Extract provided:

Aird introduced House Joint Resolution 538 to ensure no person in the commonwealth is denied access to water. The measure recognizes the access to clean, affordable water as a human right.

The Virginia House of Delegates advanced the measure in a 61-33 vote mainly along party lines, with six Republicans voting for the bill. The resolution now heads to the Senate Rules Committee.

Aird said the resolution lays out the foundation for future substantial policies. If passed, the next step will be turning the legislative recommendations into concrete legislation.

“We can begin to frame policies that really make it so that we’re humanizing hardship,” Aird said. “And we’re taking an approach that is trying to put the safety and wellness of people first.”

The measure calls for a statewide water affordability program and decriminalizing water utilities’ non-payments. It stresses that state agencies implement strategies to limit water contamination and pollution by residents and industries.

Aird said the resolution developed after meeting with families who had their water disconnected or were actively disconnected from water service. She experienced challenges to water access growing up.

“Unless you’ve actually lived that life and you’ve experienced it, you don’t really fully recognize how much of a hardship this is,” Aird said. “And so for me, it’s personal. It’s deeply a matter and sense of urgency.”

Numerous studies show race and socioeconomic disparities in water affordability and accessibility. Racist discriminatory practices, such as residential segregation, have long-lasting effects on Black communities’ water access and infrastructure, according to a 2019 report by the Thurgood Marshall Institute at the NAACP Legal Defense and Educational Fund Inc.

Your instructions: Which organizations and government bodies are named in the excerpt about the water-access resolution? List all of them.

Dataset content:
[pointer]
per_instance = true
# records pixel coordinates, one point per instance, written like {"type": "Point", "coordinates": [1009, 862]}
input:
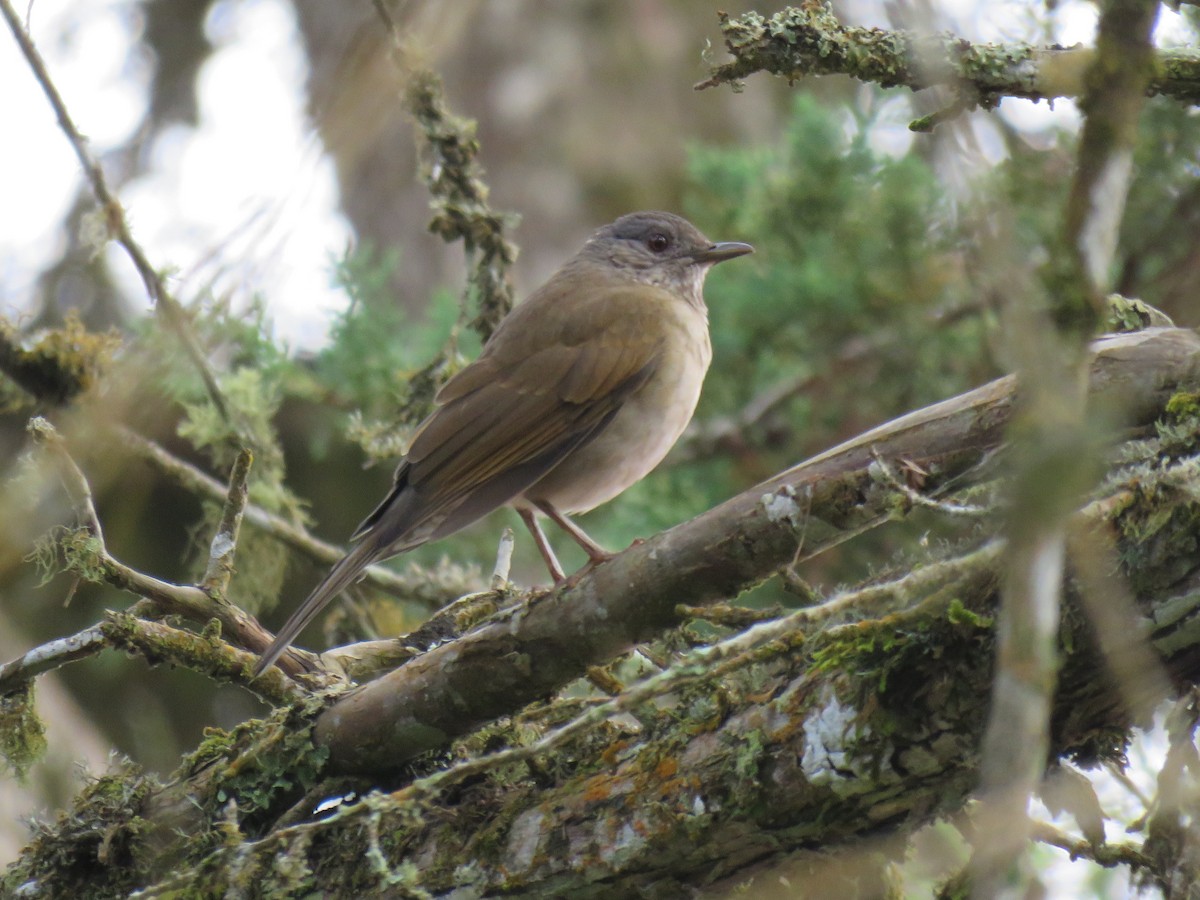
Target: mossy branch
{"type": "Point", "coordinates": [810, 40]}
{"type": "Point", "coordinates": [115, 221]}
{"type": "Point", "coordinates": [714, 557]}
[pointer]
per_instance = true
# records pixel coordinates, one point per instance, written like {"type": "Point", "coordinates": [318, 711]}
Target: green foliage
{"type": "Point", "coordinates": [851, 245]}
{"type": "Point", "coordinates": [385, 364]}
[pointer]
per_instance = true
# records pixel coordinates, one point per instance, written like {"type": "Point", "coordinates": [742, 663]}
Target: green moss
{"type": "Point", "coordinates": [60, 364]}
{"type": "Point", "coordinates": [89, 851]}
{"type": "Point", "coordinates": [22, 733]}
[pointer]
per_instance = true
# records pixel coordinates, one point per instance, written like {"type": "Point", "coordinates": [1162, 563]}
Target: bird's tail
{"type": "Point", "coordinates": [340, 577]}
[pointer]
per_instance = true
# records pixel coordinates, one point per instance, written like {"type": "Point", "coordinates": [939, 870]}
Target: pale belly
{"type": "Point", "coordinates": [636, 441]}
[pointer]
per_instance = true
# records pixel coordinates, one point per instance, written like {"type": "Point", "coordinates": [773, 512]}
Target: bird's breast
{"type": "Point", "coordinates": [643, 431]}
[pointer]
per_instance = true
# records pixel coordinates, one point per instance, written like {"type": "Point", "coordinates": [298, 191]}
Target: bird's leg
{"type": "Point", "coordinates": [595, 552]}
{"type": "Point", "coordinates": [539, 537]}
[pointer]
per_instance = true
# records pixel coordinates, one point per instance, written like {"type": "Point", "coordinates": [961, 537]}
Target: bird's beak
{"type": "Point", "coordinates": [723, 251]}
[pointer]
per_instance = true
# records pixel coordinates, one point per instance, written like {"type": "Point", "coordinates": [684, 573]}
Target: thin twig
{"type": "Point", "coordinates": [187, 600]}
{"type": "Point", "coordinates": [414, 588]}
{"type": "Point", "coordinates": [455, 181]}
{"type": "Point", "coordinates": [503, 559]}
{"type": "Point", "coordinates": [51, 655]}
{"type": "Point", "coordinates": [205, 653]}
{"type": "Point", "coordinates": [114, 215]}
{"type": "Point", "coordinates": [1105, 855]}
{"type": "Point", "coordinates": [917, 498]}
{"type": "Point", "coordinates": [225, 541]}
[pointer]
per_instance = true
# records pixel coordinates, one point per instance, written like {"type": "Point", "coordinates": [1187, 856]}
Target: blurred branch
{"type": "Point", "coordinates": [415, 585]}
{"type": "Point", "coordinates": [713, 557]}
{"type": "Point", "coordinates": [204, 653]}
{"type": "Point", "coordinates": [1056, 457]}
{"type": "Point", "coordinates": [93, 556]}
{"type": "Point", "coordinates": [809, 40]}
{"type": "Point", "coordinates": [225, 541]}
{"type": "Point", "coordinates": [455, 178]}
{"type": "Point", "coordinates": [115, 222]}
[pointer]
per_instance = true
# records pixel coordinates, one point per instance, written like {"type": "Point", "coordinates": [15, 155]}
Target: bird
{"type": "Point", "coordinates": [579, 394]}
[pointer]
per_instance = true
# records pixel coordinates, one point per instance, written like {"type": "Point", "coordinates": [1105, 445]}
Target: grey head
{"type": "Point", "coordinates": [660, 249]}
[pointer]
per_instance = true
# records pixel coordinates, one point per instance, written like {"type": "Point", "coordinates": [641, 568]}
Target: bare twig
{"type": "Point", "coordinates": [225, 541]}
{"type": "Point", "coordinates": [1105, 855]}
{"type": "Point", "coordinates": [51, 655]}
{"type": "Point", "coordinates": [415, 587]}
{"type": "Point", "coordinates": [1055, 455]}
{"type": "Point", "coordinates": [114, 215]}
{"type": "Point", "coordinates": [503, 559]}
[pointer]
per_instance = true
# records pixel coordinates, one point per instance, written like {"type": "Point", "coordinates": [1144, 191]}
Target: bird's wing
{"type": "Point", "coordinates": [546, 384]}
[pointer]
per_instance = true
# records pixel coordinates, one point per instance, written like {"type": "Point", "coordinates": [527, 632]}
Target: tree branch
{"type": "Point", "coordinates": [114, 215]}
{"type": "Point", "coordinates": [556, 636]}
{"type": "Point", "coordinates": [809, 40]}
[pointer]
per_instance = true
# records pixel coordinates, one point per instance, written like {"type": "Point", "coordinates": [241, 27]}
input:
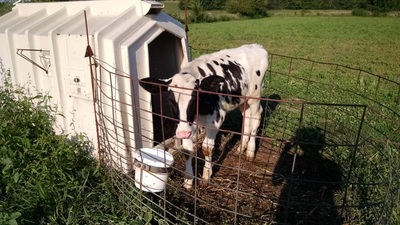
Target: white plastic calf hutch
{"type": "Point", "coordinates": [44, 44]}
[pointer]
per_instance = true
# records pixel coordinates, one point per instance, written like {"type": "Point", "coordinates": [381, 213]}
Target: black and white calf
{"type": "Point", "coordinates": [239, 72]}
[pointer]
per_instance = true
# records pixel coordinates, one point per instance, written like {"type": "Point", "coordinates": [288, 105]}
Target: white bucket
{"type": "Point", "coordinates": [151, 169]}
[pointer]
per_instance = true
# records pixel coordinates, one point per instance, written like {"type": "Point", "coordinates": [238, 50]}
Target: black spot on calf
{"type": "Point", "coordinates": [203, 74]}
{"type": "Point", "coordinates": [211, 68]}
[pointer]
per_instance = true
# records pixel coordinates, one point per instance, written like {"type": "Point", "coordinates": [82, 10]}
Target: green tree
{"type": "Point", "coordinates": [250, 8]}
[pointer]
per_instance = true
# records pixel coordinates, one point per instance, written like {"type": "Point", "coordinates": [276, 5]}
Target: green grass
{"type": "Point", "coordinates": [47, 178]}
{"type": "Point", "coordinates": [369, 43]}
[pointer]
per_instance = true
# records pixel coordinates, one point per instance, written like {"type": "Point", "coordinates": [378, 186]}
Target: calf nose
{"type": "Point", "coordinates": [183, 134]}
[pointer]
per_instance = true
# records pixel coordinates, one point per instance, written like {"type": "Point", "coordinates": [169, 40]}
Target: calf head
{"type": "Point", "coordinates": [185, 97]}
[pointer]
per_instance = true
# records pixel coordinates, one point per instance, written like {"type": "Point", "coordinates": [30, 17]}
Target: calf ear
{"type": "Point", "coordinates": [211, 83]}
{"type": "Point", "coordinates": [154, 85]}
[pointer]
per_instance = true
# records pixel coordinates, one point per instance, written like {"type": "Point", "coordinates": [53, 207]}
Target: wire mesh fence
{"type": "Point", "coordinates": [327, 150]}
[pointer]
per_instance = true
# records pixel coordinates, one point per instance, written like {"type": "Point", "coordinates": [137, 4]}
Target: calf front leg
{"type": "Point", "coordinates": [207, 148]}
{"type": "Point", "coordinates": [187, 145]}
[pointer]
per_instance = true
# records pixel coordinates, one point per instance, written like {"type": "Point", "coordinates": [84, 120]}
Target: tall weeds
{"type": "Point", "coordinates": [48, 178]}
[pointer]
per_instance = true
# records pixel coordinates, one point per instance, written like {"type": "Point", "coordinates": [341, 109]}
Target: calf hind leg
{"type": "Point", "coordinates": [187, 145]}
{"type": "Point", "coordinates": [252, 118]}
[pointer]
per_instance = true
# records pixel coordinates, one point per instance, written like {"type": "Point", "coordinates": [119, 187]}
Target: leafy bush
{"type": "Point", "coordinates": [47, 178]}
{"type": "Point", "coordinates": [250, 8]}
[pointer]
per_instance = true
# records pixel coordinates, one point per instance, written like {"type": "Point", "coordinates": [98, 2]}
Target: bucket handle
{"type": "Point", "coordinates": [153, 169]}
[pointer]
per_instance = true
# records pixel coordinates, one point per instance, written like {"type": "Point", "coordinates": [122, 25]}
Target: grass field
{"type": "Point", "coordinates": [368, 43]}
{"type": "Point", "coordinates": [333, 36]}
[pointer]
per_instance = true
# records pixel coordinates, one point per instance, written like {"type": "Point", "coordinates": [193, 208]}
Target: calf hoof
{"type": "Point", "coordinates": [204, 182]}
{"type": "Point", "coordinates": [188, 184]}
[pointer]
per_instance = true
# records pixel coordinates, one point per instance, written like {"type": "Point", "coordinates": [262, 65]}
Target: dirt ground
{"type": "Point", "coordinates": [260, 192]}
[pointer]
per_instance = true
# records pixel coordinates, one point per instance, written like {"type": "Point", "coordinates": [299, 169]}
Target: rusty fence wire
{"type": "Point", "coordinates": [327, 150]}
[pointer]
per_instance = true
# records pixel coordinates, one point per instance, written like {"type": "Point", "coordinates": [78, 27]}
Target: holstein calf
{"type": "Point", "coordinates": [239, 72]}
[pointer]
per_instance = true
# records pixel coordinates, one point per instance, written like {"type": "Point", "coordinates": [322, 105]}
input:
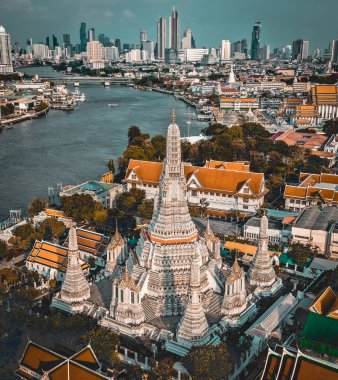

Written answer:
- Virginia House of Delegates
- Senate Rules Committee
- Thurgood Marshall Institute
- NAACP Legal Defense and Educational Fund Inc.